Econ 202b: April 14, 2009: Liquidity, Risk, Duration, and Bank Runs: Notes on Diamond and Dybvig
Too Many or too Few Narratives

The Panic of 1825: We Are Live at The Week

The Panic of 1825 - THE WEEK: If you’re not satisfied with Paul Krugman or Nouriel Roubini as your guide to the current turmoil, you can always rely on E.M. Forster. It was Forster who grasped the essential drawback of the Internet long before anyone else, depicting, in his 1909 story "The Machine Stops" a world in which individuals communicate in isolation via machine. It turns out he’s pretty good on 21st-century financial crises, too, mostly because the underlying processes remain so similar to those of a financial crisis he studied. Only the scale has changed.

Forster’s great-aunt Marianne Thornton helped raise him after his father's death, leaving him 8,000 pounds upon her death, when Forster was 8. That legacy gave him the financial cushion to become a writer. So he wrote Marianne Thornton: A Domestic Biography 1797-1887, stringing her voluminous letters together with scene-setting prose. As it happens, the fortunes of the Thornton family turn on history’s first episode of successful central banking: the Bank of England's intervention in the 1825 financial crisis.

————————

■ Direction ■
Translate into Spanish this sentence from the passage on the Panic of 1825: "That legacy gave him the financial cushion to become a writer."

[Coordinate annotation entries]
————————

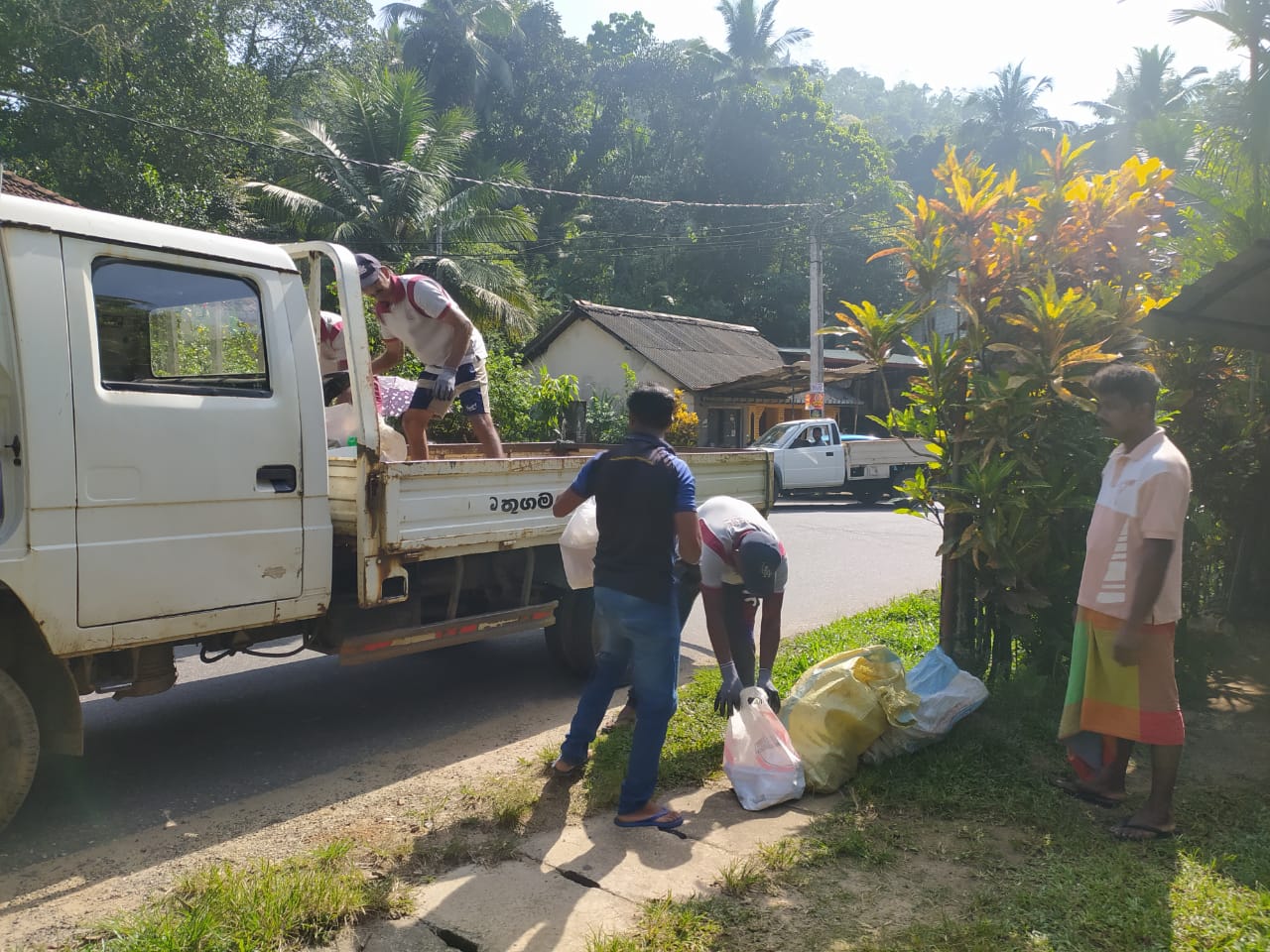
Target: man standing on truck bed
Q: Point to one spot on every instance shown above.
(416, 311)
(742, 563)
(645, 502)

————————

■ Solution to the problem ■
Ese legado le dio el colchón financiero para convertirse en escritor.